[YOUR INSTRUCTIONS]
Rewrite all of the material below with "green chili pepper" changed to "red chili pepper" wherever it occurs and nothing else altered. Leave the pictures out of your answer.

■ ■ ■ ■ ■

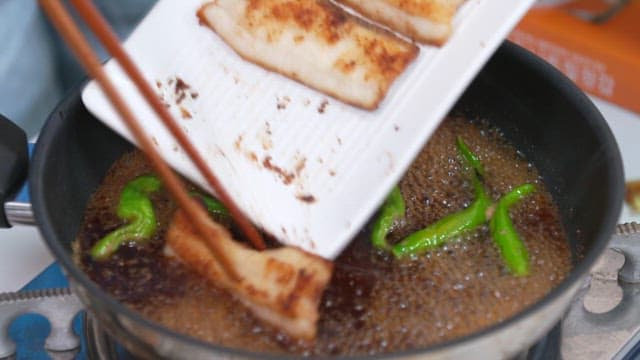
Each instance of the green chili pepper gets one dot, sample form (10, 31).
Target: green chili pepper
(454, 224)
(392, 210)
(511, 247)
(213, 205)
(470, 158)
(135, 207)
(444, 229)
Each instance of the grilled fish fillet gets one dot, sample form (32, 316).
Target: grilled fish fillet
(427, 21)
(282, 287)
(315, 43)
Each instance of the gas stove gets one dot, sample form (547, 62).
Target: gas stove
(603, 321)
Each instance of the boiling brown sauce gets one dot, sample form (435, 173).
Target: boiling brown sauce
(374, 304)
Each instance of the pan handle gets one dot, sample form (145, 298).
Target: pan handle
(14, 162)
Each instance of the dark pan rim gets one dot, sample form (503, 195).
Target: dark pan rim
(555, 79)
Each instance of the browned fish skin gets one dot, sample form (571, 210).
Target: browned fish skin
(426, 21)
(315, 43)
(282, 287)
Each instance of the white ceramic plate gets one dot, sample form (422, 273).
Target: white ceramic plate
(339, 162)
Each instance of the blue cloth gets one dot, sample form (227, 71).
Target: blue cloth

■ ■ ■ ■ ■

[CORRECT RESPONSE]
Each instance of the red chili pepper gets one dot, sample form (10, 31).
Target: red chili pepper
(454, 224)
(392, 210)
(511, 247)
(213, 205)
(470, 158)
(135, 207)
(444, 229)
Each instance of the grilled fish fillet gets one dot, sample form (32, 316).
Target: grilled fish fillet
(427, 21)
(282, 287)
(315, 43)
Each instance of the gas stove gets one dot, sample form (547, 62).
Target: gas stove
(603, 321)
Each instance of the boiling brown sauce gets one dot, sample form (435, 173).
Target: boiling brown sauce
(374, 304)
Each instance of the pan handle gets one dot, sample form (145, 298).
Target: pan handle
(14, 162)
Each instance of the dark pan rim gets one dot, sample form (503, 195).
Target: dark pan rim
(555, 79)
Each instance of the browned fish skin gets one dot, sample form (571, 210).
Target: browned fish skin
(426, 21)
(315, 43)
(282, 287)
Each instance of the white ceramic plate gets one dot, sample form (422, 273).
Target: white ceramic plate
(339, 162)
Each instance of the blue cloth gets one dot, sample form (227, 71).
Target: blue cloth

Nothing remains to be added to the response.